**What is needed**
Carry on the forum thread about Bailey, a fear-aggressive dog, starting right after the final sentence of its last post.

**Extract to read**
_ _ _ _
# Fear Aggressive Bailey - Part 2



## GSDLove (Dec 6, 2007)

I don't post a lot due to work and life but I thought I would come and ask the folks that have had a fear aggressive dog that they decided to put to sleep how you dealt with the guilt of doing so.

Bailey has been fear aggressive his entire life but I got with an excellent behavior/trainer and had made progress with Bailey and was able to keep him out of situations he could not handle and that I had gained control over him.

Well I was mistaken! I had been taking him out in my Pathfinder, with windows up when I went to get gas, or drive through What a Burger he was fine ever time. Until yesterday day, the clerk at What a burger came to get the money from me and Bailey tried to bite him and got me instead because my wrist was blocking him from getting his head passed my headrest to drivers side window. I know I should have had him in his crate, so it is my fault. 

Below is the last thread about him.
http://www.germanshepherds.com/foru...gressive-gsd-4-years-old-pedigree-posted.html

Thank you.


----------



## CeCe (Jun 1, 2011)

I've never had to put a dog down for aggression but it looks like you've given it %100 to try to help him. I know it isn't easy and I wish you the best.


----------



## mebully21 (Nov 18, 2011)

did he realize it was your wrist once he bit you? honestly just keep him crated in your vehicle or leave him home, my last gsd was very dangerous out in public, so when i took her to get gas etc i made sure to not roll down my windows and just opened them a crack to hand out the money to the gas attendant.. 

its a management issue, which if the dog is fine with your family can be worked out, BUT you need to know the dogs limitations.

honestly to euth a dog that is good with your family and just doesnt like other dogs or strangers is not a good excuse.. now if the dog was biting you and all your family then yes, euth the dog.. but if the dog is good with your family then just know his limitations and work around it.. you know he will go after a hand if the car window is open, so either keep him crated in the car, or get one of the car barrier bars and keep him behind that, or leave him home

my last female was great with family in the house, just bad outside the house, so i managed and improvised for her accordingly....
_ _ _ _
**Raw data**

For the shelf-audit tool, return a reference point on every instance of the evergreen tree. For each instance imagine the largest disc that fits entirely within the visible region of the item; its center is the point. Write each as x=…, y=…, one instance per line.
_ _ _ _
**Result of the exercise**
no need to euth for dog aggressiion either, unless your dog is sneaking out of the house killing all the dogs in the neighborhood...

only you can decide what you can and cant manage.. i did it for 9 years... once you do it its like a routine , when i wanted to take her out i did it before it got light out so that no one was out, or after dark. i made sure no one was around and kept my eyes open. i always had her on leash, and was very aware of my surroundings. ( her aggression was actually good when i was out at night alone with her i knew she would protect me should something happen )


----------



## onyx'girl (May 18, 2007)

> its a management issue, which if the dog is fine with your family can be worked out, BUT you need to know the dogs limitations.


I completely agree. I have a FA female and know when and when NOT to let her have her freedom. Sadly she is confined to home more often than not, but she is a happy well adjusted dog at home. She gets exercise and we walk the trails behind the house, she also gets out in the neighborhood, but any dog running up to us will bring her aggression up. She is fine with my kids friends. If I have people come over I tell them to 'own the house and ignore her' & she's fine after she makes the first intro/sniff. But I won't allow her around small children whatsoever or people who aren't in to dogs....she'd take the advantage and it wouldn't be pretty.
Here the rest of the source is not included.